• **Problem to solve**:
Reproduce the whole listing below exactly.

• **Records for the task**:
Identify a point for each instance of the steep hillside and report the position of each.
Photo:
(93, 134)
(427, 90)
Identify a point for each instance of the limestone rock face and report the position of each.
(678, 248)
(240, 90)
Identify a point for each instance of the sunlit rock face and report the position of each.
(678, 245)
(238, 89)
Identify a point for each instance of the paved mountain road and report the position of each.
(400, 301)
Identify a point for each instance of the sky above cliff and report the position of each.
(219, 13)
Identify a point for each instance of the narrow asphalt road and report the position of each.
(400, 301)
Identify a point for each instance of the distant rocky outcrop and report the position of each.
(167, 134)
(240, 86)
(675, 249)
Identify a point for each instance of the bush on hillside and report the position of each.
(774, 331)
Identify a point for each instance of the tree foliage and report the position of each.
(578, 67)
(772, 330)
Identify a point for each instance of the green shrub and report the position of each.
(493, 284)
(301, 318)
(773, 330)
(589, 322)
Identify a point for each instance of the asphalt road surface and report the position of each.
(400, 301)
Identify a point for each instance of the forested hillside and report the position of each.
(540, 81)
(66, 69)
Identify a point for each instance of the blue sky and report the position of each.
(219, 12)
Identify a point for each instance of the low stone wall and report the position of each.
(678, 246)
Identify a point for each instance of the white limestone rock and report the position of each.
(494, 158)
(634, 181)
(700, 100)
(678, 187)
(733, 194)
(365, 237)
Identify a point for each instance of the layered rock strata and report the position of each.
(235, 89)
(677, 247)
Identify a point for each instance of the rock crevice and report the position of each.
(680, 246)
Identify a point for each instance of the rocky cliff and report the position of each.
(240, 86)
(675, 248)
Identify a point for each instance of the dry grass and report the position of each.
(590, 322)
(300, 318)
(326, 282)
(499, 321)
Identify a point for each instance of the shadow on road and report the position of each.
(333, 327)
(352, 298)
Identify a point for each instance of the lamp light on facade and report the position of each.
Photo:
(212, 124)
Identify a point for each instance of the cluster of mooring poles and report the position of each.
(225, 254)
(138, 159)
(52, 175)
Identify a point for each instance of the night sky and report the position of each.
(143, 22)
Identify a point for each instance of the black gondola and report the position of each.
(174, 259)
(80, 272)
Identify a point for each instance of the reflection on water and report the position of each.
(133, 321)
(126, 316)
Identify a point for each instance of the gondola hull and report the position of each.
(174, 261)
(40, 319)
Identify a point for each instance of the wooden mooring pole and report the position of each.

• **Output for this task**:
Identify a point for each instance of the steep hillside and report the position of each.
Photo:
(93, 134)
(427, 90)
Identify a point for each instance of the limestone rock face and report the position of each.
(678, 248)
(240, 90)
Identify a point for each instance of the sunlit rock face and report the position of each.
(678, 245)
(238, 89)
Identify a point for each instance of the paved mountain road and report the position of each.
(400, 301)
Identify a point for each instance of the sky above cliff and report the position of each.
(219, 13)
Identify a point for each instance of the narrow asphalt road and report the position of each.
(400, 301)
Identify a point for each instance of the distant rocky outcrop and report the position of each.
(167, 134)
(240, 86)
(675, 249)
Identify a point for each instance of the bush on hillside and report the position of each.
(774, 331)
Identify a point for each instance of the tree foliage and report the position of each.
(578, 67)
(772, 330)
Identify a point for each instance of the green shrub and report the position of each.
(493, 284)
(301, 318)
(773, 330)
(589, 322)
Identify a point for each instance of the asphalt road surface and report the position of each.
(400, 301)
Identify a point for each instance of the forested hillside and report the position of each.
(540, 81)
(66, 69)
Identify a point for each instance of the blue sky and report the position of each.
(219, 12)
Identify a point for each instance of the low stone wall and report the position of each.
(678, 246)
Identify a point for each instance of the white limestone rock and report the position of each.
(494, 158)
(634, 181)
(700, 100)
(678, 187)
(733, 194)
(365, 237)
Identify a point for each instance of the layered rock strata and report the position of each.
(235, 89)
(677, 247)
Identify a point for each instance of the rock crevice and report the position of each.
(680, 246)
Identify a point for each instance of the rocky cliff and report the position of each.
(240, 86)
(675, 248)
Identify a point for each instance of the dry grass and report the position of each.
(590, 322)
(300, 318)
(326, 282)
(499, 321)
Identify a point for each instance of the shadow on road and report the position of each.
(333, 327)
(352, 298)
Identify a point for each instance of the lamp light on facade and report the position of each.
Photo:
(212, 124)
Identify a point for each instance of the cluster of mooring poles and report the position of each.
(225, 254)
(138, 159)
(52, 175)
Identify a point for each instance of the night sky and report the position of each.
(143, 22)
Identify a point for each instance of the black gondola and report the position of each.
(174, 259)
(80, 272)
Identify a point for each instance of the reflection on water and report the position of each.
(133, 321)
(126, 316)
Identify a point for each instance of the gondola hull and report the position of each.
(174, 261)
(40, 319)
Identify a point for each instance of the wooden mooring pole and report the position of each.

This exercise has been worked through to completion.